++++ ENTRIES

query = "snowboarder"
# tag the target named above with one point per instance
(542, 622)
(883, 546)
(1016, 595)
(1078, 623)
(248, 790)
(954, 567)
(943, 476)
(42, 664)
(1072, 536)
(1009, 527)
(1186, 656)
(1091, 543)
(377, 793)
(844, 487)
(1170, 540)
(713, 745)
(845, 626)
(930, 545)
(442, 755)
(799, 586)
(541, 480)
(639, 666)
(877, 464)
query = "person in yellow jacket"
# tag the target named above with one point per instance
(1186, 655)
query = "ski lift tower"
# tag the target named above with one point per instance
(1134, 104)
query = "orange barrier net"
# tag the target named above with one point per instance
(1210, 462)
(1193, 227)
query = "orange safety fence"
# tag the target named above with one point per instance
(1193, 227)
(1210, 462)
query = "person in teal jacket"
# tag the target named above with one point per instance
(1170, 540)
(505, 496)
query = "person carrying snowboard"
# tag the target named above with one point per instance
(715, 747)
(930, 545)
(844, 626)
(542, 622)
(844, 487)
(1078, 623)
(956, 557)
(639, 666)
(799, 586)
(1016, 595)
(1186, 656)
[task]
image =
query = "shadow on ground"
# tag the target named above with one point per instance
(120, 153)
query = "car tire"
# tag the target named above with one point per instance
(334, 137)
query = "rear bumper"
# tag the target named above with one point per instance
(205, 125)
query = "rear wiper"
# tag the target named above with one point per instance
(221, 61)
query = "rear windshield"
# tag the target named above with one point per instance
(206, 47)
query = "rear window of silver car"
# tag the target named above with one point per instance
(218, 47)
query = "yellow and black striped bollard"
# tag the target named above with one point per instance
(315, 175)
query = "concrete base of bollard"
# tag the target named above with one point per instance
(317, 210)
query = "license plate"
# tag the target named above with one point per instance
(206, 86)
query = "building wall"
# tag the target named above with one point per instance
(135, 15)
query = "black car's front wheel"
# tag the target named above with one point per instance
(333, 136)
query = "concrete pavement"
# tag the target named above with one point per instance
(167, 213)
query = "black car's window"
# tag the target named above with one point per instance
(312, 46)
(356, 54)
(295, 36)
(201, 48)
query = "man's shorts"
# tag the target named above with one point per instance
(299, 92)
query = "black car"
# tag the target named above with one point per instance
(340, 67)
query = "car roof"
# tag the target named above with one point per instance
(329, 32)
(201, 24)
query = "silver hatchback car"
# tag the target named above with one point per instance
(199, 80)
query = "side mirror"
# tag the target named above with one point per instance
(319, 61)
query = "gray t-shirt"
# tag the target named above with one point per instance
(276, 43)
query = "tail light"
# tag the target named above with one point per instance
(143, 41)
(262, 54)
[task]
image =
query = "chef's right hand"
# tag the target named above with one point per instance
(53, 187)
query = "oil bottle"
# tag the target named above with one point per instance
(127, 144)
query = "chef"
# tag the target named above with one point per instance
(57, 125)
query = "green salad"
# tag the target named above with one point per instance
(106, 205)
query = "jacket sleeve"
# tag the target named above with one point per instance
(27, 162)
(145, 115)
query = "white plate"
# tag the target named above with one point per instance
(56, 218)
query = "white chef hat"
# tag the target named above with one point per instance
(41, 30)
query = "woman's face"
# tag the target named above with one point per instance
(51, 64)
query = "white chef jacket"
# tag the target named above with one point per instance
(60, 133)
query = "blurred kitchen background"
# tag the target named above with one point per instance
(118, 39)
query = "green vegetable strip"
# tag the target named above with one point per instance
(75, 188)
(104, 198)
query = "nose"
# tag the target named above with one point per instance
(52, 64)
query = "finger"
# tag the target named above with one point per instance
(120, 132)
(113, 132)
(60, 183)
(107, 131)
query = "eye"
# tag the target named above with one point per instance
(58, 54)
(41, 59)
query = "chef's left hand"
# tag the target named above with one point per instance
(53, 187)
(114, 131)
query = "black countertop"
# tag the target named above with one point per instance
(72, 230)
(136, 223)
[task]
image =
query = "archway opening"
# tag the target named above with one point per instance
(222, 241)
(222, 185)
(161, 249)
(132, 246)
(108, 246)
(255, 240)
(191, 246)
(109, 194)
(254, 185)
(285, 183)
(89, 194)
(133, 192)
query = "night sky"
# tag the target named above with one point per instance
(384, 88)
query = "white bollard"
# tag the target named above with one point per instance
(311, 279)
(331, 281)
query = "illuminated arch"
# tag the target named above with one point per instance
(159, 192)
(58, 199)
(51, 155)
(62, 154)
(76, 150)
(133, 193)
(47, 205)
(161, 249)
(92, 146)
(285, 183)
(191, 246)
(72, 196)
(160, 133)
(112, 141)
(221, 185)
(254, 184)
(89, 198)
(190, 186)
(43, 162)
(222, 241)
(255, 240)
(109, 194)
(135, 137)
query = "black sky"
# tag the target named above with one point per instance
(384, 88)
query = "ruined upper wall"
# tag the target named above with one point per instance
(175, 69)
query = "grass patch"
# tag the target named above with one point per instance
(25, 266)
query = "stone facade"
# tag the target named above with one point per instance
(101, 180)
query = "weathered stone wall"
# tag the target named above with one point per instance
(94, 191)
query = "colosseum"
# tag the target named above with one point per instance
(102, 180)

++++++++

* WHAT IS BEING ASKED: Repeat every entry exactly as written above.

* THE OUTPUT:
query = "snowboarder"
# tag the target named above with one point per instance
(542, 622)
(883, 546)
(1016, 595)
(1078, 623)
(248, 790)
(954, 567)
(943, 476)
(42, 664)
(1072, 536)
(1009, 527)
(1186, 656)
(1091, 543)
(377, 793)
(844, 487)
(1170, 540)
(713, 745)
(845, 626)
(930, 545)
(442, 755)
(799, 586)
(541, 480)
(639, 666)
(877, 464)
query = "person in yellow jacket"
# tag the target named above with one point per instance
(1186, 655)
query = "ski lift tower"
# tag the target named above with one point per instance
(1134, 104)
query = "orange barrier net"
# tag the target named above with one point per instance
(1210, 462)
(1193, 227)
query = "orange safety fence"
# tag the target named above with one point per instance
(1193, 227)
(1210, 462)
query = "person in teal jacket"
# tag the target named above with one point per instance
(1170, 540)
(505, 496)
query = "person carrying snowboard"
# tag the target named above with one point per instance
(715, 747)
(930, 545)
(844, 626)
(542, 622)
(844, 487)
(1078, 623)
(956, 557)
(639, 666)
(799, 586)
(1016, 595)
(1186, 656)
[task]
image =
query = "shadow on ground"
# tag the target named above with one point per instance
(120, 153)
query = "car tire"
# tag the target named above with one point per instance
(334, 137)
query = "rear bumper"
# tag the target named above with one point per instance
(205, 125)
query = "rear wiper"
# tag the target named above with one point per instance
(221, 61)
query = "rear windshield"
# tag the target named above with one point per instance
(206, 47)
query = "rear window of silver car"
# tag the target named above with one point per instance
(218, 47)
query = "yellow and black striped bollard"
# tag the target named above with one point per instance
(315, 175)
query = "concrete base of bollard"
# tag the target named above with one point per instance
(317, 210)
query = "license plate"
# tag the target named above with one point per instance
(206, 86)
query = "building wall"
# tag the target named above with one point per instance
(135, 15)
query = "black car's front wheel"
# tag the target named above with one point per instance
(333, 136)
query = "concrete pavement"
# tag the target named above with one point per instance
(167, 213)
query = "black car's window"
# tag the target named above with one point per instance
(312, 46)
(356, 54)
(295, 36)
(201, 48)
query = "man's shorts"
# tag the target named above with one point per instance
(299, 92)
query = "black car"
# tag the target named above with one point per instance
(340, 67)
query = "car roof"
# tag the target named above with one point per instance
(329, 32)
(201, 24)
query = "silver hatchback car"
# tag the target named above with one point per instance
(199, 80)
query = "side mirror"
# tag the target named above with one point per instance
(319, 61)
query = "gray t-shirt"
# tag the target named above with one point per instance
(276, 43)
query = "tail light"
# tag the target named above with one point per instance
(143, 41)
(262, 54)
[task]
image =
query = "chef's right hand"
# tag the target named above with one point per instance
(53, 187)
query = "oil bottle"
# tag the target named above with one point per instance
(127, 144)
query = "chef"
# tag the target named above with one point per instance
(57, 125)
query = "green salad"
# tag the target named above with one point per instance
(106, 205)
query = "jacket sleeve"
# tag the target named above with one point per instance
(27, 162)
(145, 115)
query = "white plate"
# tag the target named above with one point per instance
(56, 218)
query = "white chef hat"
# tag the target named above with one point per instance
(41, 30)
query = "woman's face"
# tag the target named above with one point per instance
(51, 64)
query = "white chef jacket"
# tag the target named above with one point per instance
(60, 133)
query = "blurred kitchen background"
# tag the target named above with one point per instance
(118, 39)
query = "green vegetable strip"
# tag the target named above with one point per instance
(75, 188)
(104, 198)
query = "nose"
# tag the target named above with one point per instance
(52, 64)
query = "finger"
# tag the target named above with one point per instance
(120, 132)
(113, 132)
(60, 183)
(107, 131)
query = "eye"
# tag the target named above with one point per instance
(58, 54)
(41, 59)
query = "chef's left hand"
# tag the target named above with one point per instance
(53, 187)
(114, 131)
query = "black countertop"
# tag the target named above with one point per instance
(72, 230)
(136, 223)
[task]
image =
query = "archway opening"
# tag the target named above with one point per instance
(222, 241)
(222, 185)
(161, 249)
(132, 246)
(108, 246)
(255, 240)
(191, 246)
(109, 194)
(254, 185)
(285, 183)
(89, 194)
(133, 192)
query = "night sky"
# tag the target named above with one point per instance
(384, 88)
query = "white bollard"
# tag the target named above with one point per instance
(311, 279)
(331, 281)
query = "illuminated arch"
# tag the target named above with one point per instance
(159, 192)
(58, 199)
(51, 155)
(62, 154)
(76, 150)
(133, 193)
(47, 205)
(161, 249)
(92, 146)
(285, 183)
(191, 246)
(72, 196)
(160, 133)
(112, 141)
(221, 185)
(254, 184)
(89, 198)
(190, 186)
(43, 162)
(222, 241)
(255, 240)
(109, 194)
(135, 137)
query = "black sky"
# tag the target named above with one point per instance
(384, 88)
query = "ruined upper wall"
# tag the target named above with one point per instance
(175, 69)
query = "grass patch"
# tag the target named above with one point per instance
(25, 266)
query = "stone facade"
# tag the target named above with one point per instance
(101, 180)
query = "weathered stone wall"
# tag the target named above with one point per instance
(94, 191)
query = "colosseum"
# tag the target named above with one point per instance
(102, 180)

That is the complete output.